**EXERCISE DIRECTIONS**
Using the records provided below, locate and copy each line that contains the word "with".

Dataset records
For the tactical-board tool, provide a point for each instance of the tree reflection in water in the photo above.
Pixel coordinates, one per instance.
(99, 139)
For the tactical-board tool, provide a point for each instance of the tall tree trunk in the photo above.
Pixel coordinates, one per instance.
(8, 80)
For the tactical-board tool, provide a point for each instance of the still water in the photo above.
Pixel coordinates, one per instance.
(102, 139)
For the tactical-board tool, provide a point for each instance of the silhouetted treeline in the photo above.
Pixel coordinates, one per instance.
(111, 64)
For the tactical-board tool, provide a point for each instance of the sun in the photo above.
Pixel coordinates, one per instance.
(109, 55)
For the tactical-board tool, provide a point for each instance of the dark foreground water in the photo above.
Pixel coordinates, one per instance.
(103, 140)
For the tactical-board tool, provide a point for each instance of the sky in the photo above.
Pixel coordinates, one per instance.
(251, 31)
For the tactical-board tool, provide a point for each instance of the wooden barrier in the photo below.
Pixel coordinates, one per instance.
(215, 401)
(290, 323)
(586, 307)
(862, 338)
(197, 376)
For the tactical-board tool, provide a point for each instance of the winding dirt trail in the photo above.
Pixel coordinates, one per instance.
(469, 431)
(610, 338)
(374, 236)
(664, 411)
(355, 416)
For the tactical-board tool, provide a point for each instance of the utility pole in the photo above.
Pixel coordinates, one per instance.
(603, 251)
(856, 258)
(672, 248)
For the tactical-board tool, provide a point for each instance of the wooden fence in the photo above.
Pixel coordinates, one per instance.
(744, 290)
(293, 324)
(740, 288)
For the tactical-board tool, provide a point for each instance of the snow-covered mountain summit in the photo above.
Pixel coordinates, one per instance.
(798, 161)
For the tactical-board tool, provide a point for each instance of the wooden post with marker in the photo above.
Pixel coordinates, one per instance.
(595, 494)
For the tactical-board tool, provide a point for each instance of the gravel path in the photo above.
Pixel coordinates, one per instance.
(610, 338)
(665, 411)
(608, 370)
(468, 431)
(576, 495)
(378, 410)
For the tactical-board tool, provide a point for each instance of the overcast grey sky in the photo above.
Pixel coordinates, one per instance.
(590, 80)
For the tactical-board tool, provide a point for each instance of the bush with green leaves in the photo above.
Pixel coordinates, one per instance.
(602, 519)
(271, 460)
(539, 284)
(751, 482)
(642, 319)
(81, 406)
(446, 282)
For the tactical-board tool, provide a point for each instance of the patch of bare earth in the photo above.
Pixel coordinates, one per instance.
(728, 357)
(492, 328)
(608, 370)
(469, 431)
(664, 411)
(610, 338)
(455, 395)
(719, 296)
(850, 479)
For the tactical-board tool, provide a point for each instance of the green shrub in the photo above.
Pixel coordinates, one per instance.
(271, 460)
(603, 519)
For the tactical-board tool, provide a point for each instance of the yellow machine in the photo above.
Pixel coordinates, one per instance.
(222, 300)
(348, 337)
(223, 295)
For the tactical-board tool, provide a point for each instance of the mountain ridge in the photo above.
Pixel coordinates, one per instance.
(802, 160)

**TASK RESULT**
For the tactical-board tool, provide a point for each instance of the wooden post with marker in the photo above.
For the tactical-board tool, provide a point for each instance of the bush with green leaves in the photo above.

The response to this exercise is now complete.